TEXT SEGMENT:
______________________________

Bob Phillips
05-25-2005, 04:34 PM
In the few weeks that I have visiting this forum, I have seen a number of responses from brettdj advocating the use of Regular Expressions.I have a problem with RegExp, so I thought I would throw it out as a challenge to see if anyone can take what I have done to its conclusion. I have addressed this post at brettdj, but I would love to hear suggestions from anyone. What's in it for you? Okay, a virtual bottle of Lagavulin to the winner (virtual means that, you win it, but as I can't deliver, I will drink it for you - I will let you know what it tastes like though :) ).
As a quick aside, I tend not to advocate the use of RegExp for problem solving. Not because they are not good, they are great, and are the ideal tool for most (all?) text pasring problems. I don't advocate them on the basis of future maintainability. IMO, RegExp are not intuitive and not something that you use every day. RegExp to me seem somthing for the real obscure language function geek, or the super brains like Harlan Grove, not for us lesser mortals. Couple that with the fact that they are not like the high-level languages that we mainly use nowadays, this means that when you want to change a RegExp, finding the skills is difficult, so we either pay big bucks for a RegExp geek, or we do it another way. I know which way my vote goes.

______________________________

Bounding-box lines
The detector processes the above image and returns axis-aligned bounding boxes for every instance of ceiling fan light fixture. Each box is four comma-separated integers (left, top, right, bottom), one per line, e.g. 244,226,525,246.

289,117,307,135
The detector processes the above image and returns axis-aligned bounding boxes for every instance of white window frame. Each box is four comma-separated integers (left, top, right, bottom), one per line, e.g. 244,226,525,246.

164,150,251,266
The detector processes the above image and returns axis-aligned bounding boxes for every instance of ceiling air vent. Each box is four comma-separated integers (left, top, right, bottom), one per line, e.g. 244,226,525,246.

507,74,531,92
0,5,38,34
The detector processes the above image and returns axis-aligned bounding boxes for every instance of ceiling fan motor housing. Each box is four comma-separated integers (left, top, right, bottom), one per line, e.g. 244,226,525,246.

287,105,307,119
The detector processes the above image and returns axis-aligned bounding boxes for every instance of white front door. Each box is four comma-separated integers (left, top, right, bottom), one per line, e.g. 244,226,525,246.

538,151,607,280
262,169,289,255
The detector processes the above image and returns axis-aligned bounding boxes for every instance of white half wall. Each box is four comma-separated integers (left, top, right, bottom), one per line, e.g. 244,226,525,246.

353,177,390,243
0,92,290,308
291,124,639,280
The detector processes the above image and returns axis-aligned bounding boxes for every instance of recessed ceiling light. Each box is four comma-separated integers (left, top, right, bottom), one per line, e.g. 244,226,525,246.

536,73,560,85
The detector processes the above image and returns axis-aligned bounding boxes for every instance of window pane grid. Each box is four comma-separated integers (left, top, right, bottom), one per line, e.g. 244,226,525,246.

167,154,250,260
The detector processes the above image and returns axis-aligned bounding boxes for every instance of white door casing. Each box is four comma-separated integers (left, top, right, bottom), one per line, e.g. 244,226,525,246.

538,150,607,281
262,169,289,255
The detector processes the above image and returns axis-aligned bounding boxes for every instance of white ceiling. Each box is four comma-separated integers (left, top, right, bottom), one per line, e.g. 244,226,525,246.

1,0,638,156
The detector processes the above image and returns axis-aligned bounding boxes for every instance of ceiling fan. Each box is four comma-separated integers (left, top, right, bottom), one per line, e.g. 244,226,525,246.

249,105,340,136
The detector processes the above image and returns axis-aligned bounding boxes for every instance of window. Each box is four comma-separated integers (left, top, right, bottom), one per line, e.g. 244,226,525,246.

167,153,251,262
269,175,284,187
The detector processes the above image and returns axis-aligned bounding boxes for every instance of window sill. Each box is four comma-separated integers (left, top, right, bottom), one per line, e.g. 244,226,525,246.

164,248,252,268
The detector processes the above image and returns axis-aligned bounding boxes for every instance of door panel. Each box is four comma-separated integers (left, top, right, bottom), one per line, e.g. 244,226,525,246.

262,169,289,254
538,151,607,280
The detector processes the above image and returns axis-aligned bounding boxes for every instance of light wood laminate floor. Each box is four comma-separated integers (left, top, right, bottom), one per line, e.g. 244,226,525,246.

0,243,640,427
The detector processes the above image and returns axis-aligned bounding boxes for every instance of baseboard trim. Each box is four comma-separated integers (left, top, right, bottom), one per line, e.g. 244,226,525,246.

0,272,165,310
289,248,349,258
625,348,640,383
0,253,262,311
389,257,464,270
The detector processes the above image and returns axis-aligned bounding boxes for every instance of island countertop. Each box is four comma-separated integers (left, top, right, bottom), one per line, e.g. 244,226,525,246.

______________________________

TO BE DONE:
1. Reproduce the stretch of the regular expressions post from "Bob Phillips" through "though :) ).".
2. According to the regular expressions post, why does the poster tend not to advocate using RegExp for problem solving?

WRITTEN ANSWERS:
1.
Bob Phillips
05-25-2005, 04:34 PM
In the few weeks that I have visiting this forum, I have seen a number of responses from brettdj advocating the use of Regular Expressions.I have a problem with RegExp, so I thought I would throw it out as a challenge to see if anyone can take what I have done to its conclusion. I have addressed this post at brettdj, but I would love to hear suggestions from anyone. What's in it for you? Okay, a virtual bottle of Lagavulin to the winner (virtual means that, you win it, but as I can't deliver, I will drink it for you - I will let you know what it tastes like though :) ).

2. The reason is future maintainability. RegExp are not intuitive, are not used every day and are unlike the high-level languages mostly used now. As a result, when a RegExp needs changing, the skills are hard to find, so one either pays a lot for an expert or does the job another way.